» **READING TEXT**:

==============================

House debates

Tuesday, 25 November 2025

Bills

Excise Tariff Amendment (Draught Beer) Bill 2025, Customs Tariff Amendment (Draught Beer) Bill 2025; Second Reading

7:10 pm

Photo of Jerome LaxaleJerome Laxale (Bennelong, Australian Labor Party) Share this | Hansard source

I rise in strong support of these bills, the Excise Tariff Amendment (Draught Beer) Bill 2025 and the associated bill. For so many Australians, including my community of Bennelong, the local pub or club isn't just a business; it's a place where people gather after work, it's where communities come together, it's where members of parliament like myself hold our events, it's where families meet, it's where sporting teams celebrate or commiserate and it's where local musicians get their start. In many suburban pockets across the country and in regional towns as well, the pub is the social anchor for communities right across Australia. It keeps people connected, it provides jobs for local hospo workers, it supports local charities and it sponsors local sporting clubs. And when local venues are under pressure, as they have been for a while now, the community feels it. That's why this legislation matters. It's not just economic policy; it's community policy.

Our hospitality sector has been riding wave after wave of pressure and a pandemic that hit venues harder than almost any other industry. They had supply chain shocks. They had rising input costs, from energy to transport to ingredients to labour, during the pandemic. Today, an automatic excise indexation that exists in high-inflation years hits small businesses right in the margins. For a small pub or club, another automatic jump in the excise can mean the difference between that little bit of extra margin in hiring another worker or cutting back their hours, and between keeping the price of a pint stable and having to raise prices again on customers who are already feeling it. These aren't abstract pressures; these are day-to-day realities for thousands of family owned venues across the country. We heard this, we listened and we acted, because publicans, brewers and small businesses that operate at these venues asked for relief—and this is precisely what these bills deliver.

The bills will pause the automatic increase in excise on draught beer for two years, starting 1 August 2025. It will apply to kegs and containers used in pubs and clubs that are between eight and 48 litres. This is targeted and is designed to support venues where people go out and recreate, venues that support draught beer, helping to manage their costs and facilitate jobs in our local communities, all while keeping prices steady. It's a practical step to help local venues stay successful and be the place, and continue to be the place, where communities come together. There are around 10,000 hospitality venues that stand to benefit from this two-year pause.

==============================

» **CHECK YOUR UNDERSTANDING**:
1: Answer these questions from the draught beer speech:
(a) Which community does the speaker name as his own?
(b) On what date does the pause on the excise increase start, and how long does it last?
(c) About how many hospitality venues stand to benefit from the pause?
2: Sum up the draught beer speech in two sentences.
3: Echo the draught beer speech word for word, beginning at the words "The bills will" and stopping after "this two-year pause.".
The records are drawn from a separate source.

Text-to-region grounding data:
==============================

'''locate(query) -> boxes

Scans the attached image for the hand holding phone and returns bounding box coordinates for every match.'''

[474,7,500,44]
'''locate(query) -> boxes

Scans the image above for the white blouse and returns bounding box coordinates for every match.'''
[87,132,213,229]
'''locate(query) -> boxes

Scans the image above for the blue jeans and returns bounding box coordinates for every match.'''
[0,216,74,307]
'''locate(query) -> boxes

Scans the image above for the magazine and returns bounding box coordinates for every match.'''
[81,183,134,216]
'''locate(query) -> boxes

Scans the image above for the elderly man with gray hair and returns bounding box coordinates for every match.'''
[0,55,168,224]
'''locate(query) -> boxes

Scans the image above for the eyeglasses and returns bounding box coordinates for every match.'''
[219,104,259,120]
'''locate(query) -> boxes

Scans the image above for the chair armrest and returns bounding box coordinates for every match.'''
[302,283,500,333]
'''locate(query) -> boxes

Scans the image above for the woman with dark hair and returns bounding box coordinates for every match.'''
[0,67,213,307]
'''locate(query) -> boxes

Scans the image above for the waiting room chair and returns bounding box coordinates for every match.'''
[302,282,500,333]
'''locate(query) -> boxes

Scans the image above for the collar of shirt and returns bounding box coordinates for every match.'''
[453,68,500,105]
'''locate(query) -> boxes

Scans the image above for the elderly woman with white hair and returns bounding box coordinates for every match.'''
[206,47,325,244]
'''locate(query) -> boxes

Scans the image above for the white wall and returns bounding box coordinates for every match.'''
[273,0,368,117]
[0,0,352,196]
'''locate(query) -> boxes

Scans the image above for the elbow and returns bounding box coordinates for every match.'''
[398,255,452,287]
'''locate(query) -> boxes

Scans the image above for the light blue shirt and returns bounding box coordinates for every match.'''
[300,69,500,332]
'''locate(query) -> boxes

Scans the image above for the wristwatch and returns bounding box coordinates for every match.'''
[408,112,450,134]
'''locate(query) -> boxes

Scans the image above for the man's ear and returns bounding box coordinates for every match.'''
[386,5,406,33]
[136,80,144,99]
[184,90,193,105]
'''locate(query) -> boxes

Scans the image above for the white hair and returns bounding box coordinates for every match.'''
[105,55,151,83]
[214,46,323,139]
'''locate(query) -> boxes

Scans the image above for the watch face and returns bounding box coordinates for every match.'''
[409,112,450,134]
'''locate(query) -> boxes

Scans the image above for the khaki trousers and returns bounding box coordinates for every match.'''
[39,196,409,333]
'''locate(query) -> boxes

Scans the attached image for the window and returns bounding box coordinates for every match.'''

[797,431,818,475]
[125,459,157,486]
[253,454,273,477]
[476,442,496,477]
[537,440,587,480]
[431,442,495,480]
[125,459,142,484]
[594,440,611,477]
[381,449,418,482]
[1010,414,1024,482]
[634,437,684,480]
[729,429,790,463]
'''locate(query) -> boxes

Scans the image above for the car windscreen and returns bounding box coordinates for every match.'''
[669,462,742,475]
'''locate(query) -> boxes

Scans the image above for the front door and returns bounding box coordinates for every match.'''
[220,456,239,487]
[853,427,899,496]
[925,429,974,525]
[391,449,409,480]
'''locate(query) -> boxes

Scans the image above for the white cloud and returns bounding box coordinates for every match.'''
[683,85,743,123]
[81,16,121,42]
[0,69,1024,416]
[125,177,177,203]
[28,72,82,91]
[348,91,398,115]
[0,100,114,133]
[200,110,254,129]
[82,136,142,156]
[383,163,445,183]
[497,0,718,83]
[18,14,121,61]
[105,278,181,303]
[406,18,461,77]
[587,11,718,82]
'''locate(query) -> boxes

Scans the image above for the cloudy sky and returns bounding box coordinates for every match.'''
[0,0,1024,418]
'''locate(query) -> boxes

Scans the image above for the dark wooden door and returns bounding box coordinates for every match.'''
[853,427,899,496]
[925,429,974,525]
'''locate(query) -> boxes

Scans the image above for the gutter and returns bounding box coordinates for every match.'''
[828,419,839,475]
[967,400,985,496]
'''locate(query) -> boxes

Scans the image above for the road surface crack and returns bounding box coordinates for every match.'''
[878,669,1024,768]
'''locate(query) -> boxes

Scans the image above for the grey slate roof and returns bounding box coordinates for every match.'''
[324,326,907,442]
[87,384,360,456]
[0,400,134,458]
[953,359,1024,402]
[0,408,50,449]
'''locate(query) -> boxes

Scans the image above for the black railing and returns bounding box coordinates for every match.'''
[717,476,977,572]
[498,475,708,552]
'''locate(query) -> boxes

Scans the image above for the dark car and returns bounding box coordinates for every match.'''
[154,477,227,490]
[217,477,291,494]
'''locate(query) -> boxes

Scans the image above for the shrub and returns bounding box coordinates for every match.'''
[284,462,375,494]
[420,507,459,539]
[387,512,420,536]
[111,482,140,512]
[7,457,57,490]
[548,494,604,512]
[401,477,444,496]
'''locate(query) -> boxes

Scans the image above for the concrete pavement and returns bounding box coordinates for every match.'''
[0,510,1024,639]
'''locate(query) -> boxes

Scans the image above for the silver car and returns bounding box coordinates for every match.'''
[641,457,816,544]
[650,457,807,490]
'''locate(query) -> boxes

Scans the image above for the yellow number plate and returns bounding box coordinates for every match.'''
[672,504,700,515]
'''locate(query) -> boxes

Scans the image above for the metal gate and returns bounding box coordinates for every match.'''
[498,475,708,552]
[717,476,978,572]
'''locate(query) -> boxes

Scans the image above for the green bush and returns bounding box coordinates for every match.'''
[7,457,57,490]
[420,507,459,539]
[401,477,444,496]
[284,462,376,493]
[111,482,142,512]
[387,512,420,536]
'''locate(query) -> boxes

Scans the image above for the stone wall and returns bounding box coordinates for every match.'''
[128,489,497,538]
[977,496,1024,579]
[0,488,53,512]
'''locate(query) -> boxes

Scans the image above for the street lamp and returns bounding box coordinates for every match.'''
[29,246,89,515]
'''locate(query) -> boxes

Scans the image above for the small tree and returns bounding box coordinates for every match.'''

==============================

» **SOLUTIONS**:
1:
(a) Bennelong
(b) It starts on 1 August 2025 and lasts two years.
(c) Around 10,000

2: The speaker supports the draught beer excise bills, describing the local pub or club as a community gathering place whose venues have faced pandemic, supply chain and rising cost pressures. The bills pause the automatic excise increase on draught beer in kegs and containers of eight to 48 litres for two years from 1 August 2025, and around 10,000 venues stand to benefit.

3:
The bills will pause the automatic increase in excise on draught beer for two years, starting 1 August 2025. It will apply to kegs and containers used in pubs and clubs that are between eight and 48 litres. This is targeted and is designed to support venues where people go out and recreate, venues that support draught beer, helping to manage their costs and facilitate jobs in our local communities, all while keeping prices steady. It's a practical step to help local venues stay successful and be the place, and continue to be the place, where communities come together. There are around 10,000 hospitality venues that stand to benefit from this two-year pause.